Problem requirements ▸ Reformat every line of the items below as a numbered list, skipping any blank lines. Leave the pictures out of your answer.

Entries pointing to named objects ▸
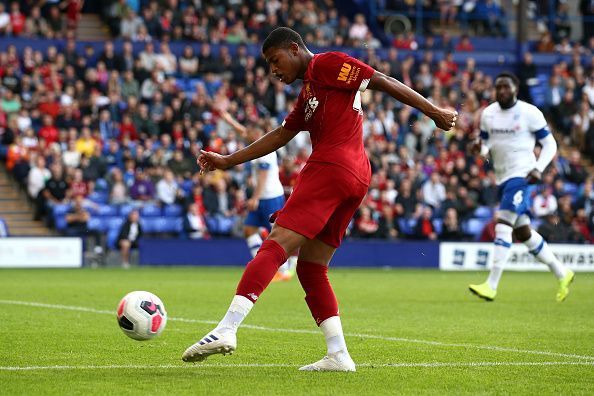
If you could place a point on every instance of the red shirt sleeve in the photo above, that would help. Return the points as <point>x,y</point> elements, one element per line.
<point>339,70</point>
<point>296,119</point>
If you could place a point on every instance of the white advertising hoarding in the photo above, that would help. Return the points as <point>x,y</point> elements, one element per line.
<point>479,256</point>
<point>44,252</point>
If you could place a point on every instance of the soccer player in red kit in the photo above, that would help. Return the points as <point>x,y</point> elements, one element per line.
<point>328,191</point>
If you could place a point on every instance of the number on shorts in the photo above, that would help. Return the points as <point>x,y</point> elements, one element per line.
<point>518,198</point>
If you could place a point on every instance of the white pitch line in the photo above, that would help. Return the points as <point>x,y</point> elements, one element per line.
<point>275,365</point>
<point>304,331</point>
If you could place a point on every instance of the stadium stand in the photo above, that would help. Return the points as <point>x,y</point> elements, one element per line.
<point>125,111</point>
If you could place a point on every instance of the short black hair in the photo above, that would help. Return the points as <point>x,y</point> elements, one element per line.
<point>511,76</point>
<point>282,37</point>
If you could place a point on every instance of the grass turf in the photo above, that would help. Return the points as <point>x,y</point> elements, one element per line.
<point>410,306</point>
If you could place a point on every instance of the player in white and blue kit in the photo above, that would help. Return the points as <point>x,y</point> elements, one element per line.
<point>509,131</point>
<point>268,196</point>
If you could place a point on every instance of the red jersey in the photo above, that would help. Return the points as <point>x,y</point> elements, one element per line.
<point>329,107</point>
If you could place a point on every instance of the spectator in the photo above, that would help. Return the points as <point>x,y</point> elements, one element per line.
<point>3,228</point>
<point>118,191</point>
<point>194,223</point>
<point>219,204</point>
<point>424,228</point>
<point>35,25</point>
<point>128,237</point>
<point>464,45</point>
<point>37,178</point>
<point>54,192</point>
<point>77,220</point>
<point>433,191</point>
<point>143,189</point>
<point>451,230</point>
<point>168,191</point>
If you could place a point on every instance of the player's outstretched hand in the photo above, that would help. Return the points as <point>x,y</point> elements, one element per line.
<point>208,161</point>
<point>534,176</point>
<point>445,118</point>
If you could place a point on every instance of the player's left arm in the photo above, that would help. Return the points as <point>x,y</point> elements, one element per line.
<point>444,118</point>
<point>542,133</point>
<point>261,176</point>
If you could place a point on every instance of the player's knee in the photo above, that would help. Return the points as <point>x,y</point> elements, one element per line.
<point>288,239</point>
<point>522,233</point>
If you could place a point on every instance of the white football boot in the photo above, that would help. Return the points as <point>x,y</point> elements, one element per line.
<point>339,361</point>
<point>211,344</point>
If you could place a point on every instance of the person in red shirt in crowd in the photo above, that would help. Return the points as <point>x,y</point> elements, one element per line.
<point>443,74</point>
<point>329,190</point>
<point>49,105</point>
<point>127,129</point>
<point>17,19</point>
<point>48,131</point>
<point>73,10</point>
<point>79,186</point>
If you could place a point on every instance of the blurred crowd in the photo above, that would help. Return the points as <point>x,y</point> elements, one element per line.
<point>120,127</point>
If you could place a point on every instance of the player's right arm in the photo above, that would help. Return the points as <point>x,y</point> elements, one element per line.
<point>444,118</point>
<point>268,143</point>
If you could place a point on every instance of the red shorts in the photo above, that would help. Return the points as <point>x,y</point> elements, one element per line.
<point>322,203</point>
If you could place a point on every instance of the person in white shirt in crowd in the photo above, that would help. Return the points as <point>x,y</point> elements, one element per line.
<point>38,176</point>
<point>128,237</point>
<point>168,191</point>
<point>194,223</point>
<point>433,191</point>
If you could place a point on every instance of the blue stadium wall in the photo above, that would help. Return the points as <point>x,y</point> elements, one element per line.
<point>229,252</point>
<point>447,256</point>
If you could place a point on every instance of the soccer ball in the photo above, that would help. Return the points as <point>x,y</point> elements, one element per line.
<point>141,315</point>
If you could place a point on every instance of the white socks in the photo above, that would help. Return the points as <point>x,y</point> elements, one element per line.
<point>503,241</point>
<point>254,242</point>
<point>332,329</point>
<point>238,310</point>
<point>541,250</point>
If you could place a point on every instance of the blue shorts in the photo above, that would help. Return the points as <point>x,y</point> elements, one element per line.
<point>514,195</point>
<point>261,216</point>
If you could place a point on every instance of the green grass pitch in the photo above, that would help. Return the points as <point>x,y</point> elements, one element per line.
<point>410,332</point>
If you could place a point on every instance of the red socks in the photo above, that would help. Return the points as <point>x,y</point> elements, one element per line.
<point>319,295</point>
<point>260,271</point>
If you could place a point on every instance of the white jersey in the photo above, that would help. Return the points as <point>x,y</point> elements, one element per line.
<point>511,134</point>
<point>272,186</point>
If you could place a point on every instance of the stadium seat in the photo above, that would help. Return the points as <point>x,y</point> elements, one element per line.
<point>483,212</point>
<point>99,197</point>
<point>60,209</point>
<point>106,210</point>
<point>112,237</point>
<point>570,188</point>
<point>438,225</point>
<point>114,223</point>
<point>101,185</point>
<point>60,222</point>
<point>125,209</point>
<point>150,210</point>
<point>172,210</point>
<point>474,227</point>
<point>97,224</point>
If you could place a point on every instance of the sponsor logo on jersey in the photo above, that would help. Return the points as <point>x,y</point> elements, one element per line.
<point>310,107</point>
<point>348,73</point>
<point>502,131</point>
<point>344,72</point>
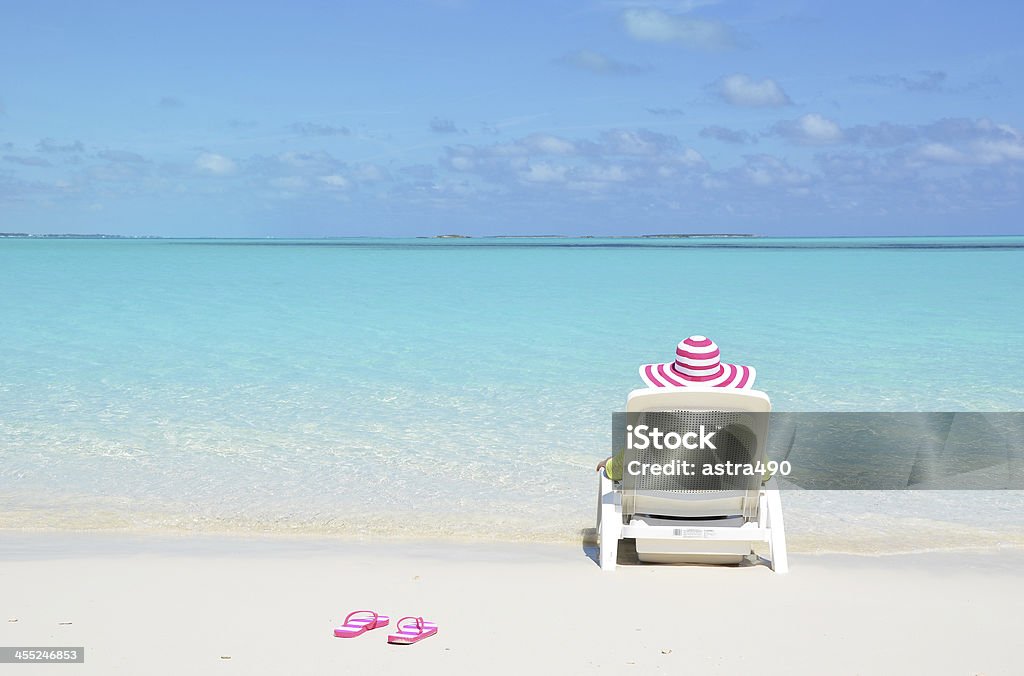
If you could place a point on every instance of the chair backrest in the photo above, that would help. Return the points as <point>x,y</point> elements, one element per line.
<point>739,419</point>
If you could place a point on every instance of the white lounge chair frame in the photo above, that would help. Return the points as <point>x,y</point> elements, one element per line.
<point>758,517</point>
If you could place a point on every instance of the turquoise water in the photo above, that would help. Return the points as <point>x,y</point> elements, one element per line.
<point>462,387</point>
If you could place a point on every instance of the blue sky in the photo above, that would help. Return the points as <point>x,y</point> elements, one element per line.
<point>421,118</point>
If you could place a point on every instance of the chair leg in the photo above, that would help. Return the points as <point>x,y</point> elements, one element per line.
<point>609,550</point>
<point>776,537</point>
<point>609,523</point>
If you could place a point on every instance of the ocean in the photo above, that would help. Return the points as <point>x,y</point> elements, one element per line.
<point>463,388</point>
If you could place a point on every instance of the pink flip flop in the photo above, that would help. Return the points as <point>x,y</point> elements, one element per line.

Problem solution ▸
1. If you could place a point on every instance of the red shirt sleeve in the photo above, that would help. Return the points as <point>x,y</point> elements, one element per line.
2. <point>339,70</point>
3. <point>296,119</point>
4. If you could place a point on every instance of the white advertising hoarding in the photo above, that would help. Return the points as <point>x,y</point> elements, one element per line.
5. <point>479,256</point>
6. <point>44,252</point>
7. If you could place a point on every instance of the soccer player in red kit in the photo above, that would help. Return the points as <point>x,y</point> elements, one element per line.
8. <point>328,191</point>
9. If you could place a point on every instance of the number on shorts in the photo above, that would help. Return the points as <point>x,y</point> elements, one element per line.
10. <point>518,198</point>
11. If you could place a point on every instance of the white pitch line in the photo above, that would help. Return the points as <point>x,y</point> elements, one element per line.
12. <point>275,365</point>
13. <point>304,331</point>
14. If you could place a point on every instance of the stadium stand in the photo above, that would help. Return the points as <point>x,y</point> elements, one element per line.
15. <point>125,111</point>
16. If you could place a point on every instance of the short black hair in the photo above, that would help. Return the points as <point>x,y</point> elements, one element per line.
17. <point>511,76</point>
18. <point>282,37</point>
19. If you could place a point on every instance of the grass turf in the photo above, that would help. Return the points as <point>x,y</point> elements, one element per line.
20. <point>410,306</point>
21. If you could place a point on every instance of the player in white and blue kit in the photo above, that would help. Return the points as <point>x,y</point> elements, one element per line.
22. <point>509,131</point>
23. <point>268,196</point>
24. If you could place a point on every instance of the red jersey in the photo above, that would help. Return the points as <point>x,y</point> elements, one element per line.
25. <point>329,107</point>
26. If you could place a point on every instance of the spectator in the photo above, that would help. Return the points as <point>x,y</point> elements, one element per line.
27. <point>3,228</point>
28. <point>118,191</point>
29. <point>194,223</point>
30. <point>219,204</point>
31. <point>424,228</point>
32. <point>35,25</point>
33. <point>128,237</point>
34. <point>464,45</point>
35. <point>37,178</point>
36. <point>54,192</point>
37. <point>77,220</point>
38. <point>433,191</point>
39. <point>143,189</point>
40. <point>451,230</point>
41. <point>168,191</point>
42. If you could place a point on every instance of the player's outstretched hand in the photo above, that would help. Return the points as <point>x,y</point> elements, one element per line.
43. <point>208,161</point>
44. <point>534,176</point>
45. <point>445,118</point>
46. If you could place a point on every instance of the player's left arm in the photo above, that would help. Return the points as <point>x,y</point> elements, one element per line.
47. <point>444,118</point>
48. <point>542,133</point>
49. <point>261,176</point>
50. If you could place a point on every instance of the player's knee in the photo above, that would help. Return the points as <point>x,y</point> elements, one element per line.
51. <point>288,239</point>
52. <point>522,233</point>
53. If you could place a point on every instance of the white football boot in the photo above, that would help. Return the points as <point>x,y</point> elements, one element per line.
54. <point>339,361</point>
55. <point>211,344</point>
56. If you could place a point on every instance of the person in red shirt in crowd in the photo above, that would help. Return the points as <point>x,y</point> elements, one element per line.
57. <point>443,74</point>
58. <point>329,190</point>
59. <point>49,105</point>
60. <point>127,129</point>
61. <point>17,19</point>
62. <point>48,131</point>
63. <point>73,10</point>
64. <point>79,186</point>
65. If you could place a point on every instance of the blurred crowd in the photo above, that would help. Return the points as <point>x,y</point> elements, one element per line.
66. <point>120,127</point>
67. If you could place a point on every instance of the player's right arm in the photo above, that would help. Return the points as <point>x,y</point> elements, one element per line.
68. <point>444,118</point>
69. <point>268,143</point>
70. If you could place a point on every instance of the red shorts in the photo above, that would help. Return the points as <point>x,y</point> elements, one element per line.
71. <point>322,203</point>
72. If you could place a point on every instance of the person in white shirt in crowd in the photo above, that would help. Return the points as <point>x,y</point> elements, one element per line.
73. <point>38,176</point>
74. <point>128,237</point>
75. <point>168,191</point>
76. <point>194,223</point>
77. <point>433,191</point>
78. If you could place a point on every instance of the blue stadium wall in the photo above, that would help. Return the points as <point>x,y</point> elements, one element per line.
79. <point>229,252</point>
80. <point>447,256</point>
81. If you could place a point on every instance of the soccer ball in the photo above, that would help. Return the points as <point>x,y</point> elements, one element per line.
82. <point>141,315</point>
83. If you could place a point on every instance of the white socks in the photo above, that would help. Return the points as <point>x,y</point> elements, one element per line.
84. <point>503,241</point>
85. <point>254,242</point>
86. <point>332,329</point>
87. <point>238,310</point>
88. <point>541,250</point>
89. If you could place a point on every instance of the blue shorts in the photo above, that would help. Return the points as <point>x,y</point> elements, one element per line.
90. <point>514,195</point>
91. <point>261,216</point>
92. If you could place a point on every instance of the green grass pitch in the photo above, that would help. Return the points as <point>x,y</point> elements, one element per line.
93. <point>410,332</point>
94. If you could place a point on every instance of the red socks in the photo above, that would help. Return the points as <point>x,y</point> elements, one element per line.
95. <point>319,295</point>
96. <point>260,271</point>
97. If you could place a point on every instance of the white jersey in the photo above, that would help. Return the points as <point>x,y</point> elements, one element per line.
98. <point>511,134</point>
99. <point>272,186</point>
100. If you could place a point on every instance of the stadium seat in the photo above, that would help. Return the points as <point>x,y</point> elements, one element per line.
101. <point>483,212</point>
102. <point>99,197</point>
103. <point>60,209</point>
104. <point>106,210</point>
105. <point>112,237</point>
106. <point>570,188</point>
107. <point>438,225</point>
108. <point>114,223</point>
109. <point>101,185</point>
110. <point>60,222</point>
111. <point>125,209</point>
112. <point>150,210</point>
113. <point>172,210</point>
114. <point>474,227</point>
115. <point>97,224</point>
116. If you could place a point on every instance of the sponsor logo on jersey in the photo above, that would help. Return the points as <point>x,y</point> elements, one element per line.
117. <point>310,107</point>
118. <point>348,73</point>
119. <point>502,131</point>
120. <point>344,72</point>
121. If you could place a point on every instance of the chair backrest in the photo above, that would help. Return the points as <point>x,y</point> elements, one element per line.
122. <point>739,419</point>
123. If you could place a point on every instance of the white lounge chair frame in the photo above, that would help. Return the points as <point>x,y</point> elements, one element per line.
124. <point>758,517</point>
125. If you could place a point on every instance of the turquoise water in the photo above, that would help. Return the points as <point>x,y</point> elements, one element per line.
126. <point>462,387</point>
127. If you could place a point on every instance of the blue sky in the photo above, that would help. Return the points as <point>x,y</point> elements, one element per line.
128. <point>421,118</point>
129. If you could place a point on every instance of the chair leg in the photo above, that would help. Return the points as <point>x,y</point> elements, one element per line.
130. <point>609,550</point>
131. <point>776,537</point>
132. <point>609,523</point>
133. If you could place a point on every instance of the ocean in the photo above, that would help. Return the points as <point>x,y</point> elements, one element per line.
134. <point>463,388</point>
135. If you could place a point on every instance of the pink flip flop in the photo above, that would help. Return the points as <point>x,y</point> elements, one element per line.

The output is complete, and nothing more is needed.